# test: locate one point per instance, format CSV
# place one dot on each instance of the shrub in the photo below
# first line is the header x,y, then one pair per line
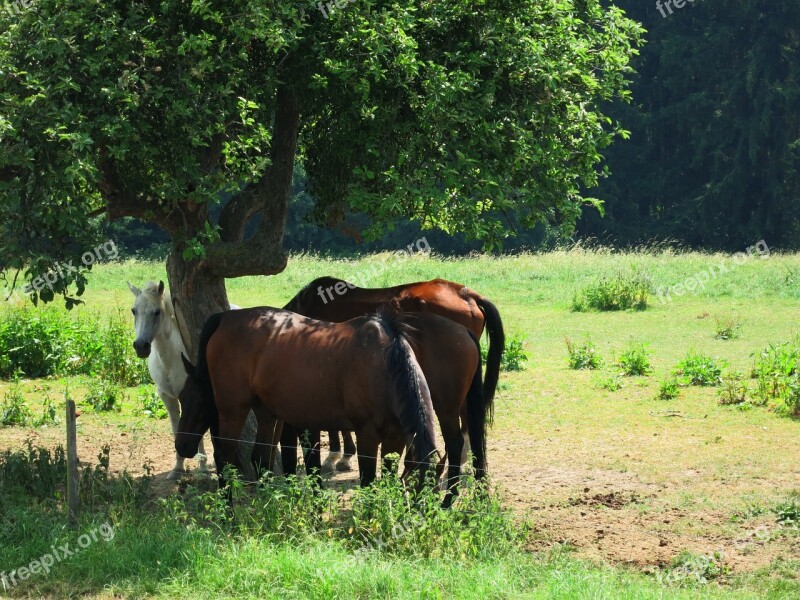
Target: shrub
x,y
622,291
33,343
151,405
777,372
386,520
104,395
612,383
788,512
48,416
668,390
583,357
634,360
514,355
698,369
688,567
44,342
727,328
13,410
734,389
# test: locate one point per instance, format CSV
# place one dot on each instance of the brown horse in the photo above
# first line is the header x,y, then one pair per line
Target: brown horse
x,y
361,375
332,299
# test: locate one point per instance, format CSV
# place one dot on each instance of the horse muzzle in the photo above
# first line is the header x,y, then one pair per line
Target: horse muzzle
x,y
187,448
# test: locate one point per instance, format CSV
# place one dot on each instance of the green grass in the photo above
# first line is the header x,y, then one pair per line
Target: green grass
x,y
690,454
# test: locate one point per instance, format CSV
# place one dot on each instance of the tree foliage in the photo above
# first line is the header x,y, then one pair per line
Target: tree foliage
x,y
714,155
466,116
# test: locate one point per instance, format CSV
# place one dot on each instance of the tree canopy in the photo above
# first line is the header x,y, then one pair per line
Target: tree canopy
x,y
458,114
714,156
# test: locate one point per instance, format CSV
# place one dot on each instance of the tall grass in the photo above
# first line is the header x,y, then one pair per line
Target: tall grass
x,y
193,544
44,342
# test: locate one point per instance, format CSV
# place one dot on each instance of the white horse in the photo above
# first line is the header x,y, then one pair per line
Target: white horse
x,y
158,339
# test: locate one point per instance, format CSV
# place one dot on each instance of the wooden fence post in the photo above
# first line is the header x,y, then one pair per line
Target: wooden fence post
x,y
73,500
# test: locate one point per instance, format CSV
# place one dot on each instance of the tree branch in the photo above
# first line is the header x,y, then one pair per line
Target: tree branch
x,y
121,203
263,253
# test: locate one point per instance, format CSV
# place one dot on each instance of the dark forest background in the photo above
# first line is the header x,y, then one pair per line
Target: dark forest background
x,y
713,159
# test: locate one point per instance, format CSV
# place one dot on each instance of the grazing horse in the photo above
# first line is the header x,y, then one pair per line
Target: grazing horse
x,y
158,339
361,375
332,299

::::::::::

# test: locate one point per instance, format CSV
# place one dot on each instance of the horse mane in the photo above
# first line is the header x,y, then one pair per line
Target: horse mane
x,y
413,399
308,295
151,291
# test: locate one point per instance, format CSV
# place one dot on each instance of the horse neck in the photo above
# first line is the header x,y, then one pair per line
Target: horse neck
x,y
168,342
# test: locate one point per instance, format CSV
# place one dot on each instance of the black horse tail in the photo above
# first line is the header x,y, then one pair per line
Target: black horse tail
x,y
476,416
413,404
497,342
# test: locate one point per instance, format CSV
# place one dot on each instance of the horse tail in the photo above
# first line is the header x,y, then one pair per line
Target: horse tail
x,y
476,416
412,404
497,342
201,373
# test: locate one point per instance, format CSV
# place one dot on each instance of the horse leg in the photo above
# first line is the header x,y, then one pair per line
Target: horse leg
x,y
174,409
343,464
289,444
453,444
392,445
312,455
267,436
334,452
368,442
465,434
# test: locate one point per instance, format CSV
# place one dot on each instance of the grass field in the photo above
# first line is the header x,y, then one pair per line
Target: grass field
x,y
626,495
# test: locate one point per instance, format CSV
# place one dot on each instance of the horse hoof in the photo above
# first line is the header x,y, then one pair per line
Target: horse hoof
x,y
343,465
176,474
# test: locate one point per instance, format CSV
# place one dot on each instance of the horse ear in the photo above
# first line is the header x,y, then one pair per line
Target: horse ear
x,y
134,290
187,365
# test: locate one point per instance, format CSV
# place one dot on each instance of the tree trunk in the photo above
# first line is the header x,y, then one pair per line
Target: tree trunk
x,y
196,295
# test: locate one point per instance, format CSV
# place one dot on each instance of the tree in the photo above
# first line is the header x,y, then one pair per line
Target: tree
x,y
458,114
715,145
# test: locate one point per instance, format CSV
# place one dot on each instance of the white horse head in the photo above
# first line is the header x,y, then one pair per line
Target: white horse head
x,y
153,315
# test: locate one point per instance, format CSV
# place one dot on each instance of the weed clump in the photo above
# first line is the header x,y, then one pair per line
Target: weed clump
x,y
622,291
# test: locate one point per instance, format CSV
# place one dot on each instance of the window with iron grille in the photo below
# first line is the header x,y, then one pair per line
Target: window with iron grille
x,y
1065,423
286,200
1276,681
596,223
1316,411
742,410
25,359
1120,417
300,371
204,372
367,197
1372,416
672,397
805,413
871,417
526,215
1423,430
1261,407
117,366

::::::::::

▶ Instructions to follow
Which of the lines above contain the word "mane"? Show each of them in full.

▶ Response
# place one dot on each instance of the horse mane in the photo above
Target: horse mane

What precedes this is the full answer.